### PAGE TEXT
Ever since I was old enough to buy comics and other collectibles, so many trinkets have rotated off my walls and out of my long boxes. Yet one of the few pieces of my childhood I still have is a large black binder whose nearly rusted rings hold together dozens of Ultra-Pro pages protecting my entire set of Imperial X-Men series I cards. There’s always a gasp feeling whenever I see any bit of 90’s memorabilia featuring the X-Men’s blue or gold team. Perhaps nothing has a place in mutant fandom quite like the X-Men animated series that aired on Fox Kids in the 1990s’.

To honor the landmark in cartoons, Abrams book’s has enlisted original series producers to compile a behind the scenes history in X-Men: The Art and Making of The Animated Series.

X-Men: The Art And Making Of The Animated Series

Authors: Eric Lewald, Julia Lewald

Published By: Abrams Books

Available: October 13, 2020.

### EXERCISE A
Count the lines in the rows below that contain the string "dark", treating uppercase and lowercase as different. Give only the number.

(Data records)
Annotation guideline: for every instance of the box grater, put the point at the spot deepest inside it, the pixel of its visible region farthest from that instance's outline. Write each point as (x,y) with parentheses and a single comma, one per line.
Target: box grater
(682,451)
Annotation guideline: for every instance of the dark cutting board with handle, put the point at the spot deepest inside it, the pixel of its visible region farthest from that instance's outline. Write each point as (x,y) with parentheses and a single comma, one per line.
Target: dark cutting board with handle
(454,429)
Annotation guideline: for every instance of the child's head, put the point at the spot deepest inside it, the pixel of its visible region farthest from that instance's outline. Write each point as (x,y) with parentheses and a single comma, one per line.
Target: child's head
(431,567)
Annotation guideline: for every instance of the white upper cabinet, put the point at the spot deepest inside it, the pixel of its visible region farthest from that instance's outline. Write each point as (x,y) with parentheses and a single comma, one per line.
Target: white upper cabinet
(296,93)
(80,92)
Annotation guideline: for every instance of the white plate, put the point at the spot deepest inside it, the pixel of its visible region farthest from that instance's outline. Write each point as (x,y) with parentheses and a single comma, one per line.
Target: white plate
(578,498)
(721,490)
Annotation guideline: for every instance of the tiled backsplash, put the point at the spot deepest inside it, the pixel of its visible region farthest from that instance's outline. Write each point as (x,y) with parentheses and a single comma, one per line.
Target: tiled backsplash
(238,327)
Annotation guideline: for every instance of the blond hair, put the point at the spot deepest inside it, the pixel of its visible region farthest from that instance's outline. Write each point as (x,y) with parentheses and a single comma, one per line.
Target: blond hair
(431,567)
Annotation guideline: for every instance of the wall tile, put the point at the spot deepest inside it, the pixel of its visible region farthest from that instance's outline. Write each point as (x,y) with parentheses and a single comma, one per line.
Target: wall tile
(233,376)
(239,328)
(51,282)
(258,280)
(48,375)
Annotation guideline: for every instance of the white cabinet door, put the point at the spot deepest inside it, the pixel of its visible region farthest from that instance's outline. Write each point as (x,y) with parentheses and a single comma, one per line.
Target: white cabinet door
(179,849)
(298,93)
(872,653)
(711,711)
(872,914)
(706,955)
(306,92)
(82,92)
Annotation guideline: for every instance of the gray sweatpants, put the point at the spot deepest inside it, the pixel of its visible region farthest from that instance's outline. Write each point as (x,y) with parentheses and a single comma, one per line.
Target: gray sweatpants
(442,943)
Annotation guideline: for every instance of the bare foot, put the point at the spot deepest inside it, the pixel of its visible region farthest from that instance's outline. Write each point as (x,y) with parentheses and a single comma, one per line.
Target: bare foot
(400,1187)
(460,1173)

### EXERCISE B
Reproduce the passage from the X-Men text word for word, from "To honor the" up to and including "The Animated Series.".

### CORRECT RESPONSE A
2

### CORRECT RESPONSE B
To honor the landmark in cartoons, Abrams book’s has enlisted original series producers to compile a behind the scenes history in X-Men: The Art and Making of The Animated Series.